Task directions:
For the records below, please print exactly and only the lines from the one with "drop a point: the grass slope" down to the one with "Locate every instance of the tree canopy", both ends included, omitting the pictures.

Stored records
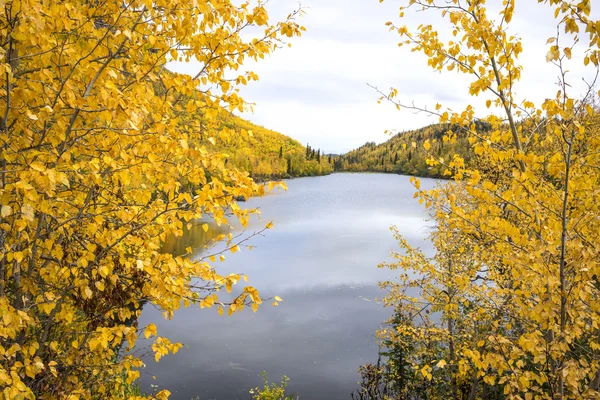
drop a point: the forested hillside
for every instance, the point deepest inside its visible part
(405, 152)
(265, 153)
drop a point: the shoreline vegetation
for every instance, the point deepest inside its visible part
(104, 153)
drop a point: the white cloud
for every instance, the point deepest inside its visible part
(317, 90)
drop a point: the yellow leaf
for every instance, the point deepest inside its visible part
(150, 331)
(27, 212)
(6, 211)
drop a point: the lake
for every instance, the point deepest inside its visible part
(321, 258)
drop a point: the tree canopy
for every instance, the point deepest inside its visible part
(100, 160)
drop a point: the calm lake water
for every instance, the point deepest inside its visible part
(321, 258)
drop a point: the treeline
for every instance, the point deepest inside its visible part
(406, 154)
(264, 153)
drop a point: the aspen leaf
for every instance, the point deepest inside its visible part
(6, 211)
(150, 331)
(18, 256)
(27, 212)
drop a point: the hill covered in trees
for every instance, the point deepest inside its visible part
(262, 152)
(405, 153)
(265, 153)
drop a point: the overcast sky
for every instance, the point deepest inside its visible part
(316, 91)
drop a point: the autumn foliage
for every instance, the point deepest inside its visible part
(99, 162)
(507, 308)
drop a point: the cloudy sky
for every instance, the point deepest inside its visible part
(316, 91)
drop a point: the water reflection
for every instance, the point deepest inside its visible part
(195, 237)
(330, 233)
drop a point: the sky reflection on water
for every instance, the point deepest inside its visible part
(321, 258)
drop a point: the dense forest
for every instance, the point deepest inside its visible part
(406, 153)
(104, 154)
(264, 153)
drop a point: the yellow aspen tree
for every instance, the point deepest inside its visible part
(528, 207)
(99, 164)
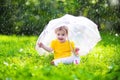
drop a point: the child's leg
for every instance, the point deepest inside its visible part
(67, 60)
(76, 60)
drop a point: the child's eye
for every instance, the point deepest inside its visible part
(58, 34)
(63, 34)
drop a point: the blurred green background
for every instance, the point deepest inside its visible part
(28, 17)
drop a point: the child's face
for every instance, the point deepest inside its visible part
(61, 35)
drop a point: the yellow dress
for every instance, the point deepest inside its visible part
(62, 50)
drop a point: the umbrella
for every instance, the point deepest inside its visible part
(82, 31)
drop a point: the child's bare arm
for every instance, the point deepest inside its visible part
(41, 45)
(76, 51)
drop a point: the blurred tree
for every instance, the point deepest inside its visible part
(30, 16)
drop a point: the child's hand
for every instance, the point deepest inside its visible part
(76, 51)
(40, 44)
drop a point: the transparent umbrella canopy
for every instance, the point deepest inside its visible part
(81, 30)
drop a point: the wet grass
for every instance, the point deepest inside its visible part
(20, 61)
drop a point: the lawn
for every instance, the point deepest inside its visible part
(20, 61)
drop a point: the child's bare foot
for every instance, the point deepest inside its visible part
(52, 62)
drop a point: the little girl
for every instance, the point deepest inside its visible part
(62, 48)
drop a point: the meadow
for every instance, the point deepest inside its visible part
(20, 61)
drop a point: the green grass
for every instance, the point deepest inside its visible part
(20, 61)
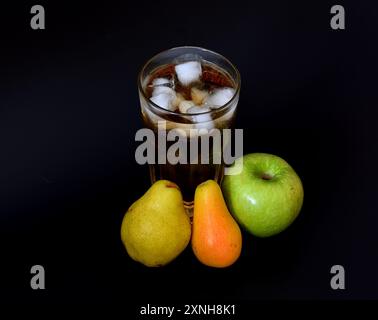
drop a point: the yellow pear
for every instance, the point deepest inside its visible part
(156, 228)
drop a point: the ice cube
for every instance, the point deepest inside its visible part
(198, 109)
(185, 105)
(205, 117)
(188, 72)
(220, 97)
(198, 96)
(164, 100)
(162, 89)
(177, 100)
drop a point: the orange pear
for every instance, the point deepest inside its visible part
(216, 237)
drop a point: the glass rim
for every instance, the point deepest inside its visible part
(211, 111)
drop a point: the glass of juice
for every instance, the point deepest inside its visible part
(194, 92)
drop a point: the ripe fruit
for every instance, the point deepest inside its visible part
(266, 197)
(156, 228)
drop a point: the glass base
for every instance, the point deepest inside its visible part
(189, 209)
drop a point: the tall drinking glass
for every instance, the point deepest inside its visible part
(217, 75)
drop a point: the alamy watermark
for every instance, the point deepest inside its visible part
(190, 146)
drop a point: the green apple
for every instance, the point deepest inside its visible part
(266, 196)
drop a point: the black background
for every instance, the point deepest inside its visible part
(69, 111)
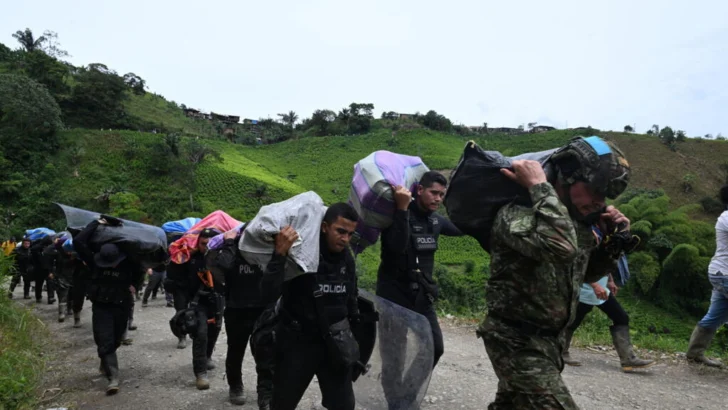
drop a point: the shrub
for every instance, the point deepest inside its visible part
(645, 269)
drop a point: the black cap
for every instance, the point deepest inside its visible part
(109, 256)
(209, 233)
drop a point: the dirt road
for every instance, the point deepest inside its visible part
(156, 375)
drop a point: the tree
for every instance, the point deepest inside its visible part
(28, 41)
(197, 153)
(667, 135)
(136, 83)
(320, 121)
(49, 72)
(172, 141)
(97, 99)
(51, 46)
(437, 122)
(27, 107)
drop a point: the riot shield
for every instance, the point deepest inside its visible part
(148, 244)
(399, 370)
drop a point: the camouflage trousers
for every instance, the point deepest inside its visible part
(528, 369)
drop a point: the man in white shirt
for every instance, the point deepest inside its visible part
(718, 274)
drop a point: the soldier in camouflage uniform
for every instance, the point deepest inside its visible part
(540, 256)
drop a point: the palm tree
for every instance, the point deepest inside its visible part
(26, 39)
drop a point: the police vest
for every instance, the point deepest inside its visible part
(424, 236)
(333, 284)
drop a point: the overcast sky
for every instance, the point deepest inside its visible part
(559, 62)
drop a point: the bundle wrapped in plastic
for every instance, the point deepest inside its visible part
(181, 226)
(38, 233)
(145, 243)
(371, 192)
(478, 189)
(179, 250)
(217, 240)
(304, 212)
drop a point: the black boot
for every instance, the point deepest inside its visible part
(565, 354)
(112, 368)
(237, 395)
(699, 342)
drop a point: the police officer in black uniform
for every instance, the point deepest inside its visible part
(24, 267)
(207, 298)
(112, 273)
(314, 337)
(178, 283)
(43, 255)
(407, 262)
(244, 303)
(65, 267)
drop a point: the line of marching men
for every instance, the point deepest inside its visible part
(308, 319)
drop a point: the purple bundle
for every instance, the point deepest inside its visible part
(371, 192)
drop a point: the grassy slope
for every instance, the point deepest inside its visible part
(325, 165)
(154, 109)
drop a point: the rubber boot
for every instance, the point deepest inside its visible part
(565, 354)
(264, 399)
(182, 343)
(623, 345)
(237, 395)
(112, 366)
(61, 314)
(699, 342)
(202, 382)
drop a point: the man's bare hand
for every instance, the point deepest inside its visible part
(526, 173)
(230, 234)
(285, 239)
(600, 291)
(612, 217)
(402, 197)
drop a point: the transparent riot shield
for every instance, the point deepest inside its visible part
(398, 372)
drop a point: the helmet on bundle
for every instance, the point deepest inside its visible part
(598, 163)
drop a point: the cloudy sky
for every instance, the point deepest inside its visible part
(559, 62)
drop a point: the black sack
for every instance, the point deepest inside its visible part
(477, 189)
(144, 243)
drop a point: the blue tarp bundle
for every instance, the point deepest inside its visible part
(39, 233)
(181, 226)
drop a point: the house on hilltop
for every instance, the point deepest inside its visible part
(505, 130)
(541, 128)
(228, 119)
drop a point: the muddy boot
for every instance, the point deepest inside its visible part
(623, 345)
(237, 395)
(182, 343)
(202, 382)
(112, 367)
(699, 342)
(565, 354)
(125, 339)
(264, 401)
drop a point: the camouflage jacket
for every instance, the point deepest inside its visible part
(539, 259)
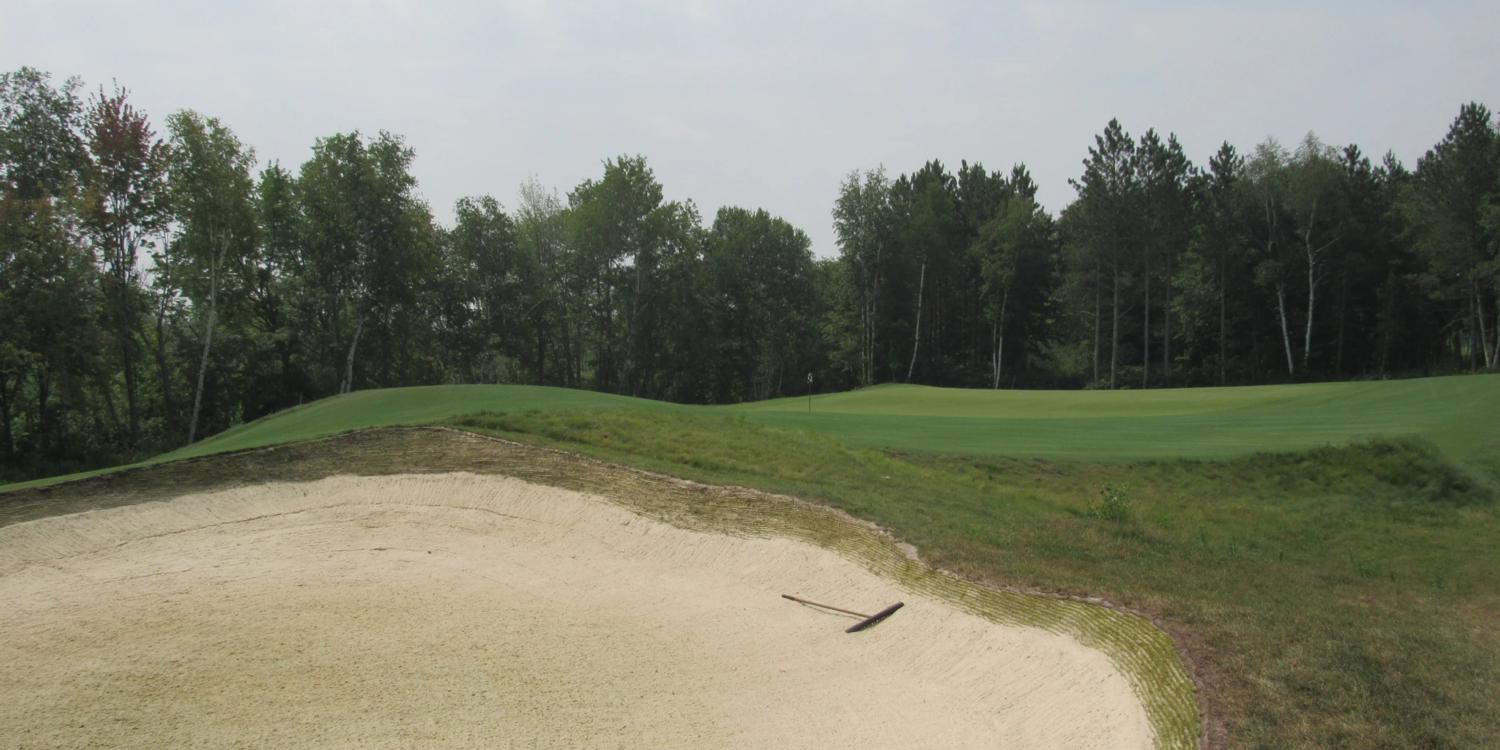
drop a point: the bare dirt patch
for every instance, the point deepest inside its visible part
(462, 609)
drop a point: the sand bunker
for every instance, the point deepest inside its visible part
(483, 611)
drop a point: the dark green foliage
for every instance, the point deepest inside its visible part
(156, 291)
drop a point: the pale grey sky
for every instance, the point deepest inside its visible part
(771, 104)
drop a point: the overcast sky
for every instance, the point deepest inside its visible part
(773, 104)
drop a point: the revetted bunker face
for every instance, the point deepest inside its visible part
(483, 611)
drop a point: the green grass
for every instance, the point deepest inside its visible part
(1457, 413)
(1325, 554)
(1332, 597)
(1454, 413)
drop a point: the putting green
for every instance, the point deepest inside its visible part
(1455, 413)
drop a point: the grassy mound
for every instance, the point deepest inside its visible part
(1323, 554)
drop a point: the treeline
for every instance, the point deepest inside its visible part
(158, 287)
(1271, 266)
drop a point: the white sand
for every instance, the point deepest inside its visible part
(471, 611)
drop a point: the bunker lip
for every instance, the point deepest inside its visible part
(464, 609)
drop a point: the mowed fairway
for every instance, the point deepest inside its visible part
(1323, 555)
(1458, 414)
(1454, 413)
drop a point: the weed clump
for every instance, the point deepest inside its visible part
(1113, 504)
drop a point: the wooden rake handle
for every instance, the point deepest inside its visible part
(867, 621)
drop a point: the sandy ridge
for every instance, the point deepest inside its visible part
(459, 609)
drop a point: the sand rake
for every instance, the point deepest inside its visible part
(867, 621)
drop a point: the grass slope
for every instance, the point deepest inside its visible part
(1335, 593)
(1457, 413)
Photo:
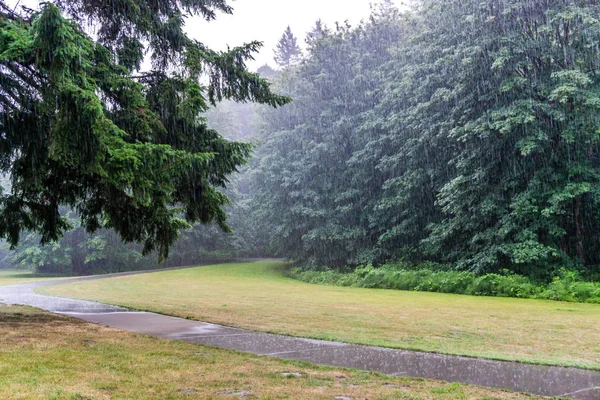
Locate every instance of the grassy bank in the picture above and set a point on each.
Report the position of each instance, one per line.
(46, 356)
(257, 296)
(13, 277)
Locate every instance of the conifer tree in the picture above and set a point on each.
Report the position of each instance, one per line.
(287, 52)
(82, 126)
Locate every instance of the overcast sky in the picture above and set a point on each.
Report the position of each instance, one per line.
(265, 21)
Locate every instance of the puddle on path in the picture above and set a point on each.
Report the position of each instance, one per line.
(541, 380)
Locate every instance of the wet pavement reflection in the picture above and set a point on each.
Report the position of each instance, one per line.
(541, 380)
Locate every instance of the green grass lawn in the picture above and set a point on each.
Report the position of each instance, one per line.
(257, 296)
(48, 356)
(13, 277)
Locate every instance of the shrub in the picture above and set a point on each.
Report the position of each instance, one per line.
(566, 286)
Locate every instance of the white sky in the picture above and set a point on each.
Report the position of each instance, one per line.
(265, 21)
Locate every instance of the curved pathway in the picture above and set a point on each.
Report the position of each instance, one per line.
(541, 380)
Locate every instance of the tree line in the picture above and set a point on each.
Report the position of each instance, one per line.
(457, 132)
(460, 132)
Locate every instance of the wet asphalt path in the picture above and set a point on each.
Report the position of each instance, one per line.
(541, 380)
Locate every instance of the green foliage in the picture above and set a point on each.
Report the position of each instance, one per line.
(461, 132)
(287, 52)
(83, 128)
(567, 286)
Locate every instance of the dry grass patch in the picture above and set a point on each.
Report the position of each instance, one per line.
(13, 277)
(45, 356)
(257, 296)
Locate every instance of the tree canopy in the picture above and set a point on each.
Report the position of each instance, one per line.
(461, 131)
(85, 125)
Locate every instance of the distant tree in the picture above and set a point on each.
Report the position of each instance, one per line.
(81, 126)
(287, 52)
(318, 32)
(267, 72)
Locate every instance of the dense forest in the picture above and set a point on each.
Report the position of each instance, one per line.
(457, 132)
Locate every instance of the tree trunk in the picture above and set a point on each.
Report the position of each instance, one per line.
(579, 229)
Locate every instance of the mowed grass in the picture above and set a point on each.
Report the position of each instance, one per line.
(13, 277)
(257, 296)
(47, 356)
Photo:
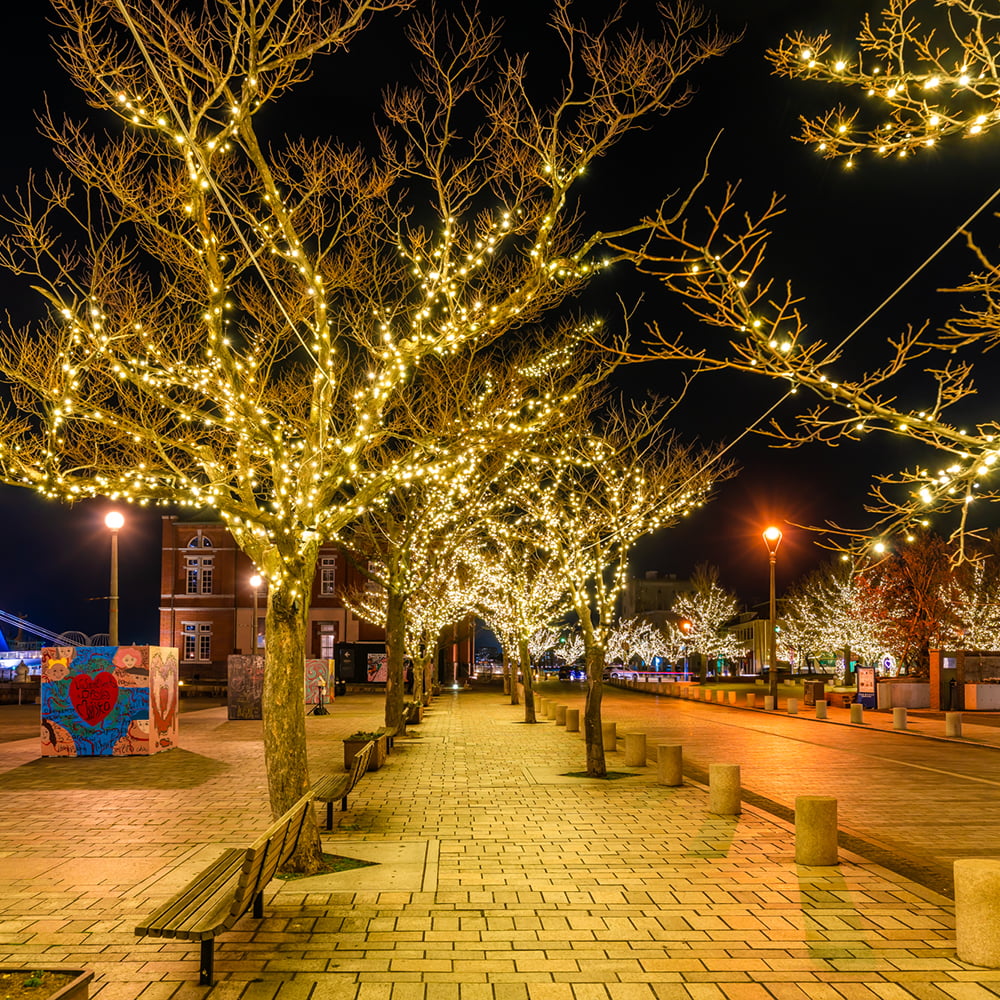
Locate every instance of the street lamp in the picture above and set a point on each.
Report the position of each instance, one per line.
(772, 539)
(114, 521)
(255, 582)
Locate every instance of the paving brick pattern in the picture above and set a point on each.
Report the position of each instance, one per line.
(535, 886)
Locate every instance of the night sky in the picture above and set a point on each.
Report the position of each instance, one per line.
(847, 239)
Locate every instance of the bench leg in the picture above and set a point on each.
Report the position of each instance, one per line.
(207, 975)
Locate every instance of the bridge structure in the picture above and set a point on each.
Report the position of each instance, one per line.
(48, 637)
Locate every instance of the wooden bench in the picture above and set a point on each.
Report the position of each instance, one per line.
(337, 786)
(219, 895)
(389, 733)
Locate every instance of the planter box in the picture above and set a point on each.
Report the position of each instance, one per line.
(904, 694)
(982, 697)
(76, 988)
(377, 759)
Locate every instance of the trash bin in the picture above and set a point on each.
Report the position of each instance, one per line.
(813, 691)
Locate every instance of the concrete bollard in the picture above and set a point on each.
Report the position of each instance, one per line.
(815, 830)
(977, 911)
(609, 736)
(724, 789)
(669, 764)
(635, 749)
(953, 724)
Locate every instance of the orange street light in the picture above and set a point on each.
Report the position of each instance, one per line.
(113, 520)
(772, 539)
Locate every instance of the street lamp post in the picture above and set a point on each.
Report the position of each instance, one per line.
(114, 521)
(772, 539)
(255, 582)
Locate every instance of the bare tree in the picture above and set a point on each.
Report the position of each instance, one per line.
(598, 493)
(230, 320)
(923, 73)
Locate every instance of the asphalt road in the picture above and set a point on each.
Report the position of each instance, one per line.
(912, 804)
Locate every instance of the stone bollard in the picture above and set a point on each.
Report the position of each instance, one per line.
(724, 789)
(815, 830)
(635, 749)
(977, 911)
(669, 764)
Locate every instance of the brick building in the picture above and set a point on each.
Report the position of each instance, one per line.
(207, 601)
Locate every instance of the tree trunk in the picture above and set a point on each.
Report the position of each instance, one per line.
(395, 645)
(529, 693)
(515, 697)
(284, 713)
(592, 732)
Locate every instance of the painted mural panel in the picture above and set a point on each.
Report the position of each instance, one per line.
(316, 671)
(378, 668)
(246, 687)
(108, 701)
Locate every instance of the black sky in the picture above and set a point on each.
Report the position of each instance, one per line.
(847, 239)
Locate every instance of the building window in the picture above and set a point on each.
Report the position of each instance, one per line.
(197, 641)
(327, 639)
(327, 575)
(199, 574)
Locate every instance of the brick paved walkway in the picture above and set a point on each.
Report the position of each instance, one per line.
(501, 878)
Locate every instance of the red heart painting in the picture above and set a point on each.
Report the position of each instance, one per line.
(93, 697)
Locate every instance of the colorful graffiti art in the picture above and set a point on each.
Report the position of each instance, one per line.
(108, 701)
(316, 671)
(378, 668)
(246, 687)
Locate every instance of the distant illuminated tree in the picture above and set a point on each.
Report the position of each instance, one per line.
(586, 504)
(707, 606)
(234, 320)
(634, 639)
(572, 649)
(976, 604)
(834, 609)
(519, 593)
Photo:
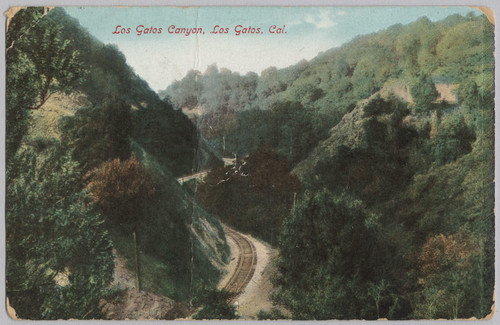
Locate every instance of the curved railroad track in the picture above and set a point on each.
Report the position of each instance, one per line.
(245, 268)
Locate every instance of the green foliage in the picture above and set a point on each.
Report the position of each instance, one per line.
(216, 305)
(99, 133)
(423, 92)
(59, 257)
(452, 139)
(331, 250)
(254, 195)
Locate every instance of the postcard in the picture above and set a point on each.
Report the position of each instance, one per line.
(255, 163)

Your response:
drop a point: the grass slope
for every instance, the point deepest inside its visible part
(1335, 593)
(1457, 413)
Photo:
Locate every instance of the grassy bank in the picture above and set a point on each.
Report the position of each instance, one per line.
(46, 356)
(257, 296)
(13, 277)
Locate every instance of the conifer tree in the picture above and set a point on each.
Report the position of each instance, one per line.
(287, 52)
(82, 126)
Locate every instance of the overcast sky in the picture above and set a point on each.
Report the position of each instance, one per line.
(265, 21)
Locate every instance of the puddle on path in the picture above and set a point on each.
Report the position of each instance, one per line.
(541, 380)
Locate every instance of the wet pavement reflection in the picture above and set a point on each.
Report the position of each instance, one per line.
(541, 380)
Locate every instance of the green grass lawn in the picture above and set a point on each.
Report the position of each instance, one per line.
(257, 296)
(48, 356)
(13, 277)
Locate every instance of the shrub in the picture above and set a point on each.
Report the position of each instance, one per line.
(566, 286)
Locate every instance of the white sky in the picture above and set a point on each.
Report the position of each instance, one per line.
(265, 21)
Locate every instance of the curved pathway in the picture above and set a point on each.
Report the position of each instance, one per line.
(541, 380)
Locate every instance of the tree line in the picture above and set a point on each.
Report the position of each instance, one per line.
(457, 132)
(460, 132)
Locate every instance of the wet asphalt path in the picture above and set a point on each.
Report the position of each instance, one per line.
(541, 380)
Locate every instance of the green foliage in the picture above and set a point on each.
Report the position of each instance, one per line.
(461, 132)
(287, 52)
(83, 128)
(567, 286)
Locate every instance of the dry grass patch in the picture above and set a point on each.
Report the position of each instance, one per line.
(13, 277)
(45, 356)
(257, 296)
Locate every instance of the tree canopy in the picture above and set a point on each.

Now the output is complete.